━━━ INPUT DATA

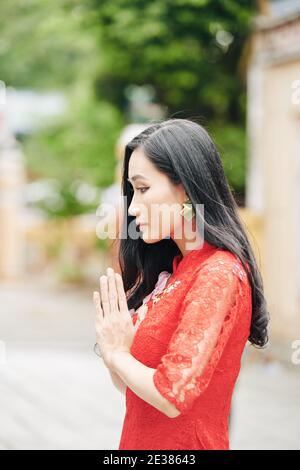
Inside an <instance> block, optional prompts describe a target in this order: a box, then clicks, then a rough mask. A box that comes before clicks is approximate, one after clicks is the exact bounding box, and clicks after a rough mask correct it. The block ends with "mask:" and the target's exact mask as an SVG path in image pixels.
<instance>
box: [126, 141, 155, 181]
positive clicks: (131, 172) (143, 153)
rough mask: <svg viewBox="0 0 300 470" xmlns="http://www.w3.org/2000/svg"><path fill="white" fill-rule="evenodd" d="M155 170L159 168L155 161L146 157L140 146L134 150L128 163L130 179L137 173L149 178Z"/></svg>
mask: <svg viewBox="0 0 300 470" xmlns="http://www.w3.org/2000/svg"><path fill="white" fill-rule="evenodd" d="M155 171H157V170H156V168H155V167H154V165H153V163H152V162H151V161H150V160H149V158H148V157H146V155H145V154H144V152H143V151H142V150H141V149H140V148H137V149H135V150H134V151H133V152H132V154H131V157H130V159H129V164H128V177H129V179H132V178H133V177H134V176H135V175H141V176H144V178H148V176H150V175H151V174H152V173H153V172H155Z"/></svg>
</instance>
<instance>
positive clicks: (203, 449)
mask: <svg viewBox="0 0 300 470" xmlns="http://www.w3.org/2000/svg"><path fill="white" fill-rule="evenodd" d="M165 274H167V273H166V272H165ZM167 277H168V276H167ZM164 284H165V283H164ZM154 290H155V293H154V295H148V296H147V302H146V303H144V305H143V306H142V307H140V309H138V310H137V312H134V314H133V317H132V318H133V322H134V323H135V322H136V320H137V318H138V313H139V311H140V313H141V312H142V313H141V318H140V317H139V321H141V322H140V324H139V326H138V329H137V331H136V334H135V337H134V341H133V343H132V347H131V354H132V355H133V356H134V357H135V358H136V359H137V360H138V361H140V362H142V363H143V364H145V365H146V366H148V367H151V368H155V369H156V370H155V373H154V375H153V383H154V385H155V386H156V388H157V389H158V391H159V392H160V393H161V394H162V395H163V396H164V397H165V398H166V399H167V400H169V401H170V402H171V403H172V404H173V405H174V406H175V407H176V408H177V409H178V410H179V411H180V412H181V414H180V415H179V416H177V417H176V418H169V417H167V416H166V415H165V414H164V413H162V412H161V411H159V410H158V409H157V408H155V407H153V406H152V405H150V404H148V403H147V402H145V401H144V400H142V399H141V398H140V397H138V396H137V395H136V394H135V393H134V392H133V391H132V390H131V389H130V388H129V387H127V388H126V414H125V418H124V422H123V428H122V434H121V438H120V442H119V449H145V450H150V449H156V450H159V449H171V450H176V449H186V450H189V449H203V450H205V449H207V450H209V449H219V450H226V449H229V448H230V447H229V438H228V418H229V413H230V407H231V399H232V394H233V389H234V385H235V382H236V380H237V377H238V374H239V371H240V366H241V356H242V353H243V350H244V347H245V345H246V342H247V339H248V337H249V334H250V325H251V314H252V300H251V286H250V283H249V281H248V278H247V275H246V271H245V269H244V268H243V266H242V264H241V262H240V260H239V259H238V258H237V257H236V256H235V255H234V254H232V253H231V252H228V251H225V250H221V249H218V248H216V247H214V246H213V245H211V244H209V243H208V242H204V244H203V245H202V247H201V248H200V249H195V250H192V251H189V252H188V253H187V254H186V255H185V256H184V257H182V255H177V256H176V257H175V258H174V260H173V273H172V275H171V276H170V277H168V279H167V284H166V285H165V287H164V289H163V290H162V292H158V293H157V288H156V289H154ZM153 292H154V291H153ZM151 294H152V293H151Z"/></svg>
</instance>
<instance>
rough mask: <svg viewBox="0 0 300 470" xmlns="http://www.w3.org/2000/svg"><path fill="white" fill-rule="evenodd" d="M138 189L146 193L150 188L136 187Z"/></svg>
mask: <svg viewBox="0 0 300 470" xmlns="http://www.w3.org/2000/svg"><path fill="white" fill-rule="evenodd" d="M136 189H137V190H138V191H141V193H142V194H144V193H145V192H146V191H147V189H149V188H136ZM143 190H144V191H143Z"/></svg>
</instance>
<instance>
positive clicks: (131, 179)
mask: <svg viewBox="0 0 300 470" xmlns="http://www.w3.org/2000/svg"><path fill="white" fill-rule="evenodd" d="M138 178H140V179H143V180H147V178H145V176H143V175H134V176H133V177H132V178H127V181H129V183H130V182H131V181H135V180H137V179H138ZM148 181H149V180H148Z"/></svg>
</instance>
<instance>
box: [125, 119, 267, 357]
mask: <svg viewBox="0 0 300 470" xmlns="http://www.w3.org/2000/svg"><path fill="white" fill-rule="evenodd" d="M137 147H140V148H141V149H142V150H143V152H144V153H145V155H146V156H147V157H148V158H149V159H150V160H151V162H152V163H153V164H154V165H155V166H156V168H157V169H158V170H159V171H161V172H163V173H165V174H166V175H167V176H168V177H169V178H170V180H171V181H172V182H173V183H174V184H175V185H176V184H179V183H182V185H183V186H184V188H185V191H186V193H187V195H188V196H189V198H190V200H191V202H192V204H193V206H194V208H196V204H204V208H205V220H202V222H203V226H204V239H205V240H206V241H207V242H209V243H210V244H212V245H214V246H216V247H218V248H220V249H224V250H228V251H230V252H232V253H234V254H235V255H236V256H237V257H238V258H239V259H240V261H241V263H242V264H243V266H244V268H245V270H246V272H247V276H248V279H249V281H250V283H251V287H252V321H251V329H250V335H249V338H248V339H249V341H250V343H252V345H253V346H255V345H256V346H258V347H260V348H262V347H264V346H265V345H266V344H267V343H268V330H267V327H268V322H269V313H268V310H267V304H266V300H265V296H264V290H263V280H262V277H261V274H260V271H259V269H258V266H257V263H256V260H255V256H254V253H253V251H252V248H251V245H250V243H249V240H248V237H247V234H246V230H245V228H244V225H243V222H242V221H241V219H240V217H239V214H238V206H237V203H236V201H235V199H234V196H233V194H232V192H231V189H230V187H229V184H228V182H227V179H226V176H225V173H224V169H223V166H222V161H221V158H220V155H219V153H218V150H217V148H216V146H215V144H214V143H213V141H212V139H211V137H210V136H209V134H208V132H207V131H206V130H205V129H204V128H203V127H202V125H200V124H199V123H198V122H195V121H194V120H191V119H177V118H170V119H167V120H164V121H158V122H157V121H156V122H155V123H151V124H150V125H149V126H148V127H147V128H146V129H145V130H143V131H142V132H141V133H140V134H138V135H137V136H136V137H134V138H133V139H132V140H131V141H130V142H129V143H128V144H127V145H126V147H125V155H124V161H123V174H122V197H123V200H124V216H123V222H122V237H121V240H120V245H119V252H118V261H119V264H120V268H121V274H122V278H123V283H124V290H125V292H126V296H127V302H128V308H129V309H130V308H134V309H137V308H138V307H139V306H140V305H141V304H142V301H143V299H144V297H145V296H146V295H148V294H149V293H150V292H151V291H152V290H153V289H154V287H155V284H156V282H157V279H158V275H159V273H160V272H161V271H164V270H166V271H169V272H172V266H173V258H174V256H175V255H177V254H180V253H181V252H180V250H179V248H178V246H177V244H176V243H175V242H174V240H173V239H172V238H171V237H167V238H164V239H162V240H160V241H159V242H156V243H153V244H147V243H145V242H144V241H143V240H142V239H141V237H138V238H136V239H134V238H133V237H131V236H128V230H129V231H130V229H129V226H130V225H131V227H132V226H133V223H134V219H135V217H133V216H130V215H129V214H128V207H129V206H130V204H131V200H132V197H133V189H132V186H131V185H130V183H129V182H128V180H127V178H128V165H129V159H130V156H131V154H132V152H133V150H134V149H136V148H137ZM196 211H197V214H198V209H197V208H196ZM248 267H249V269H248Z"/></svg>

━━━━━━
━━━ INPUT DATA

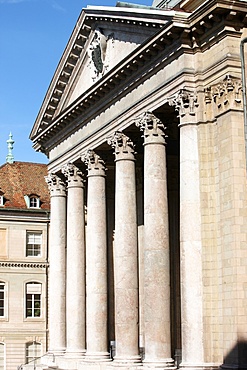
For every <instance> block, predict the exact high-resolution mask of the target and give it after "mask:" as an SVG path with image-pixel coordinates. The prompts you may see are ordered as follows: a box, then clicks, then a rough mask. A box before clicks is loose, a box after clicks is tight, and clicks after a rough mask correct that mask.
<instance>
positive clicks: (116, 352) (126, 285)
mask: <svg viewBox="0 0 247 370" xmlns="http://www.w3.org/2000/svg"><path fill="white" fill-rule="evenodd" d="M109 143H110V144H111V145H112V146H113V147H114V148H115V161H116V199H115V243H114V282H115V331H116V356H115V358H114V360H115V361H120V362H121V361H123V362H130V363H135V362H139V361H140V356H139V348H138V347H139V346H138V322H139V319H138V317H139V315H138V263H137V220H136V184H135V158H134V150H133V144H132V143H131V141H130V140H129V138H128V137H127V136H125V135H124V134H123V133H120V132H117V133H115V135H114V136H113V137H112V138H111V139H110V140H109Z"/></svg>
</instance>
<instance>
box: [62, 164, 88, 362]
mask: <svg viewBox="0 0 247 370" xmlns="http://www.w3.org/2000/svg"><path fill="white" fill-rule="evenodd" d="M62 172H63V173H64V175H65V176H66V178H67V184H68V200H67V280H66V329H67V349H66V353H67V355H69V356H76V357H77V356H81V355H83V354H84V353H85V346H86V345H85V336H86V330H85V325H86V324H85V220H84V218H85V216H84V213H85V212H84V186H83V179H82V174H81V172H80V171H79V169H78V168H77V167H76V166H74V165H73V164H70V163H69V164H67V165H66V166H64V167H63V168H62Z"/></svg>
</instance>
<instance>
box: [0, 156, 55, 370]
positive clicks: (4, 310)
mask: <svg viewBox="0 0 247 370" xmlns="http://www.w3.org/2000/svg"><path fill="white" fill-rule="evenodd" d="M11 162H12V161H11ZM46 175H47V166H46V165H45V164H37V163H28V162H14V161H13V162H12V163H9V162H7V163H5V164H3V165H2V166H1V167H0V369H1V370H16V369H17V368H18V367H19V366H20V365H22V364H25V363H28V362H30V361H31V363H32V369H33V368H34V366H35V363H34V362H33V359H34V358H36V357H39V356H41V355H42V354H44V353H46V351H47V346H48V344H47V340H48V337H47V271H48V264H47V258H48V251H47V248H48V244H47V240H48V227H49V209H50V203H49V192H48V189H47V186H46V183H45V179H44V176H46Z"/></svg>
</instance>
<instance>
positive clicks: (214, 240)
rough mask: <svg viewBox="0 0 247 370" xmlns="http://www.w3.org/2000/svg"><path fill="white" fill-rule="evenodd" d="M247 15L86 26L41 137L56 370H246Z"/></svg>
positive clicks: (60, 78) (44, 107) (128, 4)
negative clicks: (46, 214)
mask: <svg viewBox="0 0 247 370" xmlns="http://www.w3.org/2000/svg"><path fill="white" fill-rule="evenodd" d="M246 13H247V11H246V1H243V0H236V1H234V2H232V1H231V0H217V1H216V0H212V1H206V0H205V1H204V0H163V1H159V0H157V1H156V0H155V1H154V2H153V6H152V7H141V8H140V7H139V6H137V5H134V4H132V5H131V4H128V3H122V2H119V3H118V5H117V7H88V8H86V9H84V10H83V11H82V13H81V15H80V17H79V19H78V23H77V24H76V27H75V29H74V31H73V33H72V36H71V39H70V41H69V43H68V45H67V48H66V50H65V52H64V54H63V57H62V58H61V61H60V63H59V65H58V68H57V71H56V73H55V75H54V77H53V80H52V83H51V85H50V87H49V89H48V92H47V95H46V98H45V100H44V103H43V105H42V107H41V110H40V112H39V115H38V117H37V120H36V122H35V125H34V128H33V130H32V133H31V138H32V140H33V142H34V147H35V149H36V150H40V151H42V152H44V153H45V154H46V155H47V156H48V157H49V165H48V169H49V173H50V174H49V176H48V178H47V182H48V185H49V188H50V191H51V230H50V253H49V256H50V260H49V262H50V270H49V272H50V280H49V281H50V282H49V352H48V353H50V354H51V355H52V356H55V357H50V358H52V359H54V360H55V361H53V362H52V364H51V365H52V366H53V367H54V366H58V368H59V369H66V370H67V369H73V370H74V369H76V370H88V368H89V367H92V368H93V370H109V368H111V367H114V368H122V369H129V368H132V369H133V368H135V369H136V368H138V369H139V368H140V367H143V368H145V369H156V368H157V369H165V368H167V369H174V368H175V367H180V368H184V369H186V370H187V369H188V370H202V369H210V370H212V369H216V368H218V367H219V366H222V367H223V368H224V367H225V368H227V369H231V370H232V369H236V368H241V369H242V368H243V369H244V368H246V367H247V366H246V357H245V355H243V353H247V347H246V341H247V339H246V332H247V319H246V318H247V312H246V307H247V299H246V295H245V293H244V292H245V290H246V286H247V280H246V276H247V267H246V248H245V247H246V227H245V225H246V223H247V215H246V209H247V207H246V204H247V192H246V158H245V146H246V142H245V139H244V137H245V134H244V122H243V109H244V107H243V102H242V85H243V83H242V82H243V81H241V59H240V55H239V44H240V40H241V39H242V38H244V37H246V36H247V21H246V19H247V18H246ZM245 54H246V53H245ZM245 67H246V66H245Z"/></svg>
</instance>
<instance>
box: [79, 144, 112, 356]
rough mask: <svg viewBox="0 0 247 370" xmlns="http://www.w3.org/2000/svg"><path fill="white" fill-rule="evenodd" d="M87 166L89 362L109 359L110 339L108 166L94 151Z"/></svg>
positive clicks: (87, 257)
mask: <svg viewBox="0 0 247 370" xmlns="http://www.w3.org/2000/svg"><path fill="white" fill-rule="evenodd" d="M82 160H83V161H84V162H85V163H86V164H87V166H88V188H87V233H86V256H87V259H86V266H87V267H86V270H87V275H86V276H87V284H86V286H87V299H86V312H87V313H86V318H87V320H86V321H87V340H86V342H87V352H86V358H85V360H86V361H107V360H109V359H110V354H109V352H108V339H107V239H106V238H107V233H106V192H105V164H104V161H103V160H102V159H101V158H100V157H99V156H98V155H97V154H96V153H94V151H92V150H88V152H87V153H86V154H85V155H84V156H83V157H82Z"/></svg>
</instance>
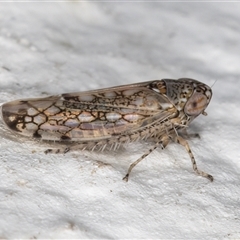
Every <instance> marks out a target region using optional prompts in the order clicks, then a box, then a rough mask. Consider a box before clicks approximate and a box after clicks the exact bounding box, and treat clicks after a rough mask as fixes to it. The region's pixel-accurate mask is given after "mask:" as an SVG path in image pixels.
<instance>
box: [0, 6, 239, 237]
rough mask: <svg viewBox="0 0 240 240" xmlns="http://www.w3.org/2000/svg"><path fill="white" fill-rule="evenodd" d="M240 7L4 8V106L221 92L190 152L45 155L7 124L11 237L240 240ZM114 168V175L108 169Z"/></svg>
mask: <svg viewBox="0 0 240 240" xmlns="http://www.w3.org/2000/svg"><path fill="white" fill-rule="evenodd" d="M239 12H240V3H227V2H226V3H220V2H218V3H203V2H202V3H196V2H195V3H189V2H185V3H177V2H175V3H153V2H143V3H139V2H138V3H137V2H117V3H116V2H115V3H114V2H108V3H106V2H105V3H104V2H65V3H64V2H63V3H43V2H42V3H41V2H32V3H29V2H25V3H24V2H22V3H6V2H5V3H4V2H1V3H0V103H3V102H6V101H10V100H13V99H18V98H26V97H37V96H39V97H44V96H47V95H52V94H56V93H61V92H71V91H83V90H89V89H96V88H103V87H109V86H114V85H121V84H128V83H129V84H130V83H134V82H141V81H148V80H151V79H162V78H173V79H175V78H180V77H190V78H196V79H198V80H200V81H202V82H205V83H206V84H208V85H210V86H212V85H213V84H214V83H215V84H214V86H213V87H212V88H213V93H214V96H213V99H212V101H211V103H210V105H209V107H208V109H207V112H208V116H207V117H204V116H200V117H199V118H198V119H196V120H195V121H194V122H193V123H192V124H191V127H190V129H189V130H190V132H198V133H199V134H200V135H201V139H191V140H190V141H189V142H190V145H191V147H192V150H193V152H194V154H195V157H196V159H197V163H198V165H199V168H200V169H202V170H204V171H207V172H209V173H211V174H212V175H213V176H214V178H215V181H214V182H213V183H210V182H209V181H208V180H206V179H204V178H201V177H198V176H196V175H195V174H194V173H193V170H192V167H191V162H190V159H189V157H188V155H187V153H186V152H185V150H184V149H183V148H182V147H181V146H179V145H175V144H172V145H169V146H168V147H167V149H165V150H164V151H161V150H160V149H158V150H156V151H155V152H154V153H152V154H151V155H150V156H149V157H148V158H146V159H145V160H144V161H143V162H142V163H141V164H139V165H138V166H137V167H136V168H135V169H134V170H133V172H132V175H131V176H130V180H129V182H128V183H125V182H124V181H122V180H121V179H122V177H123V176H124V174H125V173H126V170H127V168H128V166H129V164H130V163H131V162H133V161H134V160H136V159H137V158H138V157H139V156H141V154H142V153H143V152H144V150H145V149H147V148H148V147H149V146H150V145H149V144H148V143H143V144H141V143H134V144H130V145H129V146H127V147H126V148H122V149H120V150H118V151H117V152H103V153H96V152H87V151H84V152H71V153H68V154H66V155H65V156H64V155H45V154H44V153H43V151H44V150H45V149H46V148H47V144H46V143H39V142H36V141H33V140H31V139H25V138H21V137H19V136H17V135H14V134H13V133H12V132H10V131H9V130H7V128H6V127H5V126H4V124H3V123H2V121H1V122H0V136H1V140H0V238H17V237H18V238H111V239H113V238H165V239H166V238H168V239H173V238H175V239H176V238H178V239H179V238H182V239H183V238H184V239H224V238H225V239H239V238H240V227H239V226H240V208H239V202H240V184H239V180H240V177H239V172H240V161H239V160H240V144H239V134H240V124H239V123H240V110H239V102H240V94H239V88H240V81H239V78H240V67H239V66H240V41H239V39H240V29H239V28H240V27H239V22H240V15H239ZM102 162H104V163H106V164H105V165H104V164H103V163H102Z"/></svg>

━━━━━━
━━━ INPUT DATA

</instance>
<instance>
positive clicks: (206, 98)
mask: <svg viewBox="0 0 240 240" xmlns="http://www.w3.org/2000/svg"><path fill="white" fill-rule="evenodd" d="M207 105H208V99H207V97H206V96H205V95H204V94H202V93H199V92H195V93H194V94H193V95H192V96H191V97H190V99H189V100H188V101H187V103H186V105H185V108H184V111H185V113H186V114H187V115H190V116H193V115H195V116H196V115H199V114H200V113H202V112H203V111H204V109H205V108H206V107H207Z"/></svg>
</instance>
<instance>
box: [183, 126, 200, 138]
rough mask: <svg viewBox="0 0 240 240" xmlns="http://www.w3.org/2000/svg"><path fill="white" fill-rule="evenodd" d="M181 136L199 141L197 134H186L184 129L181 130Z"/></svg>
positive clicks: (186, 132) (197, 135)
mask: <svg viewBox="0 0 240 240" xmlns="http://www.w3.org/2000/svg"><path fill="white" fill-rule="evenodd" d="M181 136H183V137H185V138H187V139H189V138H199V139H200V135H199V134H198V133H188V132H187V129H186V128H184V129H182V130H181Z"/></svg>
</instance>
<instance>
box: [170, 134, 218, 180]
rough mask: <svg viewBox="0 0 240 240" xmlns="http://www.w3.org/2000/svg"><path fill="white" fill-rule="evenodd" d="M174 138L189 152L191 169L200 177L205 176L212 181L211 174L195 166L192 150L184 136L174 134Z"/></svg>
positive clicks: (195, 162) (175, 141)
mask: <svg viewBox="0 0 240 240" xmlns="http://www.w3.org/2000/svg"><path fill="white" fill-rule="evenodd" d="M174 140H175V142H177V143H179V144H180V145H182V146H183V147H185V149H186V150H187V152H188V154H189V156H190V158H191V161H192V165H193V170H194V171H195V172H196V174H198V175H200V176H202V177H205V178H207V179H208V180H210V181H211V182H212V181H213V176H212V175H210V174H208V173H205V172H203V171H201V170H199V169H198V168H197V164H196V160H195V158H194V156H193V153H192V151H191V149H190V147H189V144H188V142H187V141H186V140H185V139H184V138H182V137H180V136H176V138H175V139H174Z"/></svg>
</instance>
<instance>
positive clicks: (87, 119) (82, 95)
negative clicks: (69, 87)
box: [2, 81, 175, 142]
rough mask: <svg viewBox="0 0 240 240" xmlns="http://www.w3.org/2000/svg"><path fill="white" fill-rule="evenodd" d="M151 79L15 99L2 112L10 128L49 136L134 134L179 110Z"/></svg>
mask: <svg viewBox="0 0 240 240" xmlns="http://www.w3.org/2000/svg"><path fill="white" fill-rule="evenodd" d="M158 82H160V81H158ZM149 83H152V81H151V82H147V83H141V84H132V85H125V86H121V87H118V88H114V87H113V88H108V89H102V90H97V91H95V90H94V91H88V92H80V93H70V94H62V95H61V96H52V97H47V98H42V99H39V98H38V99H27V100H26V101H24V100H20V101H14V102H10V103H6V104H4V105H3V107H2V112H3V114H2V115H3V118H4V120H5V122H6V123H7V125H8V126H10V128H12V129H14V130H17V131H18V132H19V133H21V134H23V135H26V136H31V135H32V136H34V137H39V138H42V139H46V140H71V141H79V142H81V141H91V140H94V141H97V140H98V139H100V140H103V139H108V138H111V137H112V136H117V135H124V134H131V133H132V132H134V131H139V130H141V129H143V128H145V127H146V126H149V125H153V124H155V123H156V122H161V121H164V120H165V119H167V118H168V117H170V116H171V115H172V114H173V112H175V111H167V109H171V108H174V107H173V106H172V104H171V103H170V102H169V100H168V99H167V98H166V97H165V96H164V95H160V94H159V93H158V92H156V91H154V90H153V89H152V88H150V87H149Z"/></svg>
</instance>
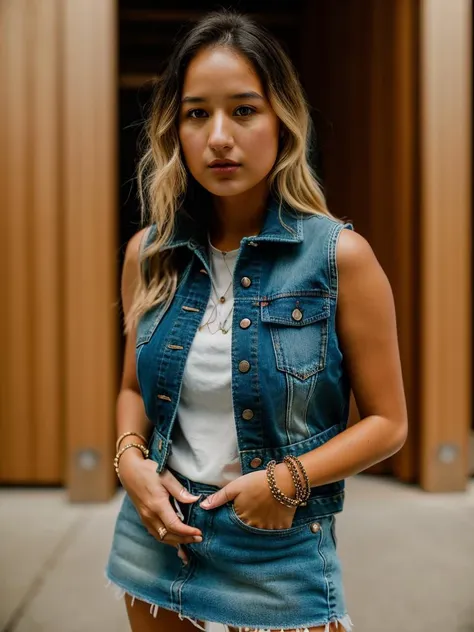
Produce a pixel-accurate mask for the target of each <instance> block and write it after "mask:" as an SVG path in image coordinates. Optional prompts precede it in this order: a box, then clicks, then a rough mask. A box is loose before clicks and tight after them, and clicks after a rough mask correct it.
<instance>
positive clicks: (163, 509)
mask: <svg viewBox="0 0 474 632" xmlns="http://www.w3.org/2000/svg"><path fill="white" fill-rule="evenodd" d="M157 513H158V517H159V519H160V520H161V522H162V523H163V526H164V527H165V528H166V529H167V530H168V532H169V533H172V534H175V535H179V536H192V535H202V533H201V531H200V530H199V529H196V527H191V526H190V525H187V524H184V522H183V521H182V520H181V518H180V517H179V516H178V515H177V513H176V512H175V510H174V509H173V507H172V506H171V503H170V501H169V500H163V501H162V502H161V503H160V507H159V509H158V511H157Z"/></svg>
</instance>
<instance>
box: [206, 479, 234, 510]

━━━━━━

TASK BRIEF :: Using the entries, count how many lines contain the string "accurate". Write only the number.

RESPONSE TO THE EXERCISE :: 2